#### [What is expected]
Please copy each line below that contains the word "Target".

#### [Task material]
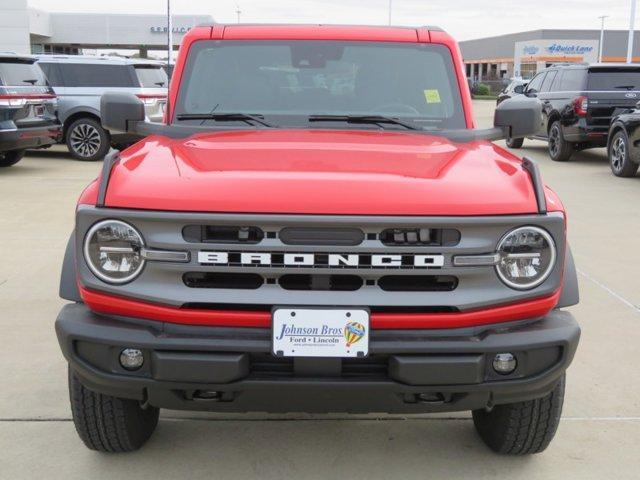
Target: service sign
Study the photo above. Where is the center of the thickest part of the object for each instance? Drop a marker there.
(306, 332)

==

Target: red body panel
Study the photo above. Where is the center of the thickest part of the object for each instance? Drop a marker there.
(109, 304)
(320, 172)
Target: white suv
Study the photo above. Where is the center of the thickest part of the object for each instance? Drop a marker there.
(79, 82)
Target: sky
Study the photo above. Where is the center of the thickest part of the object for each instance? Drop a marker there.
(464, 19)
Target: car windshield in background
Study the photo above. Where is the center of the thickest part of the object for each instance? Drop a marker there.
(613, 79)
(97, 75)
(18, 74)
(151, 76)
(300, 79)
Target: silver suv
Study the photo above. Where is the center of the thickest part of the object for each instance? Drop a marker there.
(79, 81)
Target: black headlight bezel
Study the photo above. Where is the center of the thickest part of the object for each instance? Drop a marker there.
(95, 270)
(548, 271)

#### [Solution for this exercise]
Target: service sign
Target: red body panel
Target: white suv
Target: sky
Target: car windshield in background
Target: silver suv
Target: black headlight bezel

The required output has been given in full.